-- Start --
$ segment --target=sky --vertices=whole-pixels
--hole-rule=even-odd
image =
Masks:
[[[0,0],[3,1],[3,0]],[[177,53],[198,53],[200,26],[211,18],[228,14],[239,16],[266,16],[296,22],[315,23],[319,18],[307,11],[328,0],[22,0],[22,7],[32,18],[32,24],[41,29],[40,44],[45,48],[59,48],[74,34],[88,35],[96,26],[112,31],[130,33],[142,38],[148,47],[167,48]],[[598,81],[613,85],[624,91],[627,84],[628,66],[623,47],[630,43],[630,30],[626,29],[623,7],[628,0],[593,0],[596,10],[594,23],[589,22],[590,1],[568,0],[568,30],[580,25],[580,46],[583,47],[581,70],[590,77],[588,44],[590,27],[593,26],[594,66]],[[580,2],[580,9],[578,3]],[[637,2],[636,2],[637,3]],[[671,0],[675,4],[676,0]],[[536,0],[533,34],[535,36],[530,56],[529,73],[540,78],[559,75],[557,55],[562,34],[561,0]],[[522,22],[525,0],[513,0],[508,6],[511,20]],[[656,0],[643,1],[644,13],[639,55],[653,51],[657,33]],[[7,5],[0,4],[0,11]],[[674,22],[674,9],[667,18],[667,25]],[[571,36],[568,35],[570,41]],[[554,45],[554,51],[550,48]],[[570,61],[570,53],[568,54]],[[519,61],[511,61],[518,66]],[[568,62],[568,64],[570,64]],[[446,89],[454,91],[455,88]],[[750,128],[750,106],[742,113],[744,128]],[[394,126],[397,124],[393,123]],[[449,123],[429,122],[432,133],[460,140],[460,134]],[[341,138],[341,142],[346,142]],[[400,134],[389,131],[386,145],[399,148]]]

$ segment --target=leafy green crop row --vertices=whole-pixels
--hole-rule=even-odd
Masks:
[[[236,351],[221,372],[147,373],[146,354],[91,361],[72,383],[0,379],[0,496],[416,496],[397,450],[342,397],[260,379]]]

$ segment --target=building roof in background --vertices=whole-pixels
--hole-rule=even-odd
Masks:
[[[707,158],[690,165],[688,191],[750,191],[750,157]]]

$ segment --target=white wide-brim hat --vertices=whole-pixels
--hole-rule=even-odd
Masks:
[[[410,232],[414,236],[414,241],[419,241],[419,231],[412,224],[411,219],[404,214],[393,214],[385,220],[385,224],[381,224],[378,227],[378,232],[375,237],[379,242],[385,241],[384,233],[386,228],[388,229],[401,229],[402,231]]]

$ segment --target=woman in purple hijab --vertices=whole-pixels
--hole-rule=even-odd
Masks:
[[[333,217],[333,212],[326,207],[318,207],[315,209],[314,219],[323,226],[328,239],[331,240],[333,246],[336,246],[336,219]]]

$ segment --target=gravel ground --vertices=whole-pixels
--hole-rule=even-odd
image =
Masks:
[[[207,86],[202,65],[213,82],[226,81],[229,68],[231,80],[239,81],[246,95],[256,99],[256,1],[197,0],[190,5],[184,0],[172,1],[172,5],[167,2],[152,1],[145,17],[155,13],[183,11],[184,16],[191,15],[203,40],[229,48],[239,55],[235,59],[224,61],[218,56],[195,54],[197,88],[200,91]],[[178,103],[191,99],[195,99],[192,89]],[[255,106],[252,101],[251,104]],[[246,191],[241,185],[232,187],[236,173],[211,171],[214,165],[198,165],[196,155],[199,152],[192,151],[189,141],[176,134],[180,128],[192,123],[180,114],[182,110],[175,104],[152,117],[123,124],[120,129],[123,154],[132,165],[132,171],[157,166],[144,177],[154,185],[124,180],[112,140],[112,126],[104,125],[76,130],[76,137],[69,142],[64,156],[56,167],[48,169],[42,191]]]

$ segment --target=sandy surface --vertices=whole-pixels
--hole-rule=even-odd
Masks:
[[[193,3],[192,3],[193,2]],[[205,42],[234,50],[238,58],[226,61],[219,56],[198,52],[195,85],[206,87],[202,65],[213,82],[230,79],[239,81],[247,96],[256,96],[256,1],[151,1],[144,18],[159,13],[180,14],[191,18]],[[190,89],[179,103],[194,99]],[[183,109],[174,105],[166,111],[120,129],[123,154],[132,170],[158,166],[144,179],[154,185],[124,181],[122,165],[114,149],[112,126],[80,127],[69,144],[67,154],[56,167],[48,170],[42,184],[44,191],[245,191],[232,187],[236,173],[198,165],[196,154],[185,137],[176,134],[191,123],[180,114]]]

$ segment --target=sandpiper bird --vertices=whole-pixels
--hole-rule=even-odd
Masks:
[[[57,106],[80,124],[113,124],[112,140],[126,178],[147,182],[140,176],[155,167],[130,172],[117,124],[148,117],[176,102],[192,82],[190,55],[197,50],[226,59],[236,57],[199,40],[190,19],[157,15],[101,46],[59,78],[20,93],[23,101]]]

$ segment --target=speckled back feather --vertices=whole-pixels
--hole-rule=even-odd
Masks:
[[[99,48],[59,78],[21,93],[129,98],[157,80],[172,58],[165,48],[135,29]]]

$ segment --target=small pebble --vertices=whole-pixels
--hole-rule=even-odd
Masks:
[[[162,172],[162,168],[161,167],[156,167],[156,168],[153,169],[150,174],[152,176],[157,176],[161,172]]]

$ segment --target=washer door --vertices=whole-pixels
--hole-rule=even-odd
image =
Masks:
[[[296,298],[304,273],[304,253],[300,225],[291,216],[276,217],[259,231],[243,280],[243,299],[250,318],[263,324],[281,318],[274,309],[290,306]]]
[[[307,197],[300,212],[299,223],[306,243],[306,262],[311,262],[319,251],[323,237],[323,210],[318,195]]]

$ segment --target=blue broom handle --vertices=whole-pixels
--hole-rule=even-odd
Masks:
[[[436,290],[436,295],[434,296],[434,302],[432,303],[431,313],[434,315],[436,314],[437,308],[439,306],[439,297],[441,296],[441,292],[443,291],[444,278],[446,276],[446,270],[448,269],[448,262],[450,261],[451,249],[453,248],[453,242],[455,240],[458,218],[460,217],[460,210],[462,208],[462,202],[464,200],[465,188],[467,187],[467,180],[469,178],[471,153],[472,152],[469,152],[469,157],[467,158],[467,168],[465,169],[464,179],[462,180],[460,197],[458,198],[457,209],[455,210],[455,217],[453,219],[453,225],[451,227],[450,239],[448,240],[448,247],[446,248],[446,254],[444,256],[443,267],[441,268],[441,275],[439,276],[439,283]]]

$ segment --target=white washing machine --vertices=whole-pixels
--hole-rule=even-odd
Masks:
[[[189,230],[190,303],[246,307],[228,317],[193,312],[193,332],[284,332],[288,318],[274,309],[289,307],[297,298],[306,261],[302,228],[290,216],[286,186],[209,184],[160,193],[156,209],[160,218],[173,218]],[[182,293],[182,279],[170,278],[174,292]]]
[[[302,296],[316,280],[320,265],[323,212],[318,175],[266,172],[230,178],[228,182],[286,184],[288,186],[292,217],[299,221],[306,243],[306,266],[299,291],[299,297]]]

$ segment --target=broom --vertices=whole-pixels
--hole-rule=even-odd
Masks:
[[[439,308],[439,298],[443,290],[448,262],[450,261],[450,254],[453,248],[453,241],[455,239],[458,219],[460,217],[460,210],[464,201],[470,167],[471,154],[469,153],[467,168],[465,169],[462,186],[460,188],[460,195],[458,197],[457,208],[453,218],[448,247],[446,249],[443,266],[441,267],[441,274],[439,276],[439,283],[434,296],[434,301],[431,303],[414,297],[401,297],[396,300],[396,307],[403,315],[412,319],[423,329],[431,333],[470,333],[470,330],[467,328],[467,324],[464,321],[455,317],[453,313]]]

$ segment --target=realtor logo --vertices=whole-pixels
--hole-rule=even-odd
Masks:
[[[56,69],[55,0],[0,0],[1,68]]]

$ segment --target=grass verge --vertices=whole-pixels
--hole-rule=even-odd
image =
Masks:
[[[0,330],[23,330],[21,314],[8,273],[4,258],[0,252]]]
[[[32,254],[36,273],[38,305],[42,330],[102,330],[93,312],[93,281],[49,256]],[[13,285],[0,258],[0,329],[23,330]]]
-- End --
Reproduce the listing word for word, starting with its first line and going on through the line that contains "[[[707,158],[690,165],[688,191],[750,191],[750,157]]]". Include both of those lines.

◆ **OUTPUT FOR THIS EXERCISE**
$ segment --target=sky --vertices=whole-pixels
--hole-rule=even-odd
image =
Masks:
[[[0,0],[3,1],[3,0]],[[177,53],[198,53],[200,26],[211,18],[228,14],[239,16],[266,16],[296,22],[315,23],[319,18],[307,11],[328,0],[22,0],[22,7],[32,18],[32,24],[41,29],[40,44],[45,48],[59,48],[74,34],[88,35],[96,26],[112,31],[130,33],[142,38],[148,47],[167,48]],[[598,81],[613,85],[624,91],[627,84],[628,66],[623,47],[630,43],[630,30],[626,29],[623,7],[628,0],[593,0],[596,10],[594,23],[589,22],[590,1],[568,0],[568,30],[580,25],[580,46],[583,47],[581,70],[590,77],[588,44],[590,27],[593,26],[594,66]],[[580,2],[580,9],[578,3]],[[637,2],[636,2],[637,3]],[[671,0],[675,4],[676,0]],[[536,0],[533,34],[535,36],[530,56],[529,73],[540,78],[559,75],[557,55],[562,34],[561,0]],[[522,22],[525,0],[513,0],[508,6],[511,20]],[[656,0],[643,1],[644,13],[639,55],[653,51],[657,33]],[[7,5],[0,4],[0,11]],[[674,22],[674,9],[667,18],[667,25]],[[571,36],[568,35],[570,41]],[[554,45],[554,51],[550,48]],[[570,61],[570,53],[568,54]],[[519,61],[511,61],[518,66]],[[568,62],[568,64],[570,64]],[[446,89],[454,91],[455,88]],[[750,128],[750,106],[742,113],[744,128]],[[394,126],[397,124],[393,123]],[[449,123],[429,122],[432,133],[460,140],[460,134]],[[341,138],[341,142],[346,142]],[[400,134],[389,131],[386,145],[399,148]]]

$ segment --target=leafy green crop row --vertices=whole-pixels
--hole-rule=even-odd
Masks:
[[[236,351],[221,372],[147,373],[146,354],[91,361],[72,383],[0,379],[0,496],[416,496],[397,450],[342,397],[260,379]]]

$ segment --target=building roof in background --vertices=whole-pixels
--hole-rule=even-odd
Masks:
[[[707,158],[690,165],[688,191],[750,191],[750,157]]]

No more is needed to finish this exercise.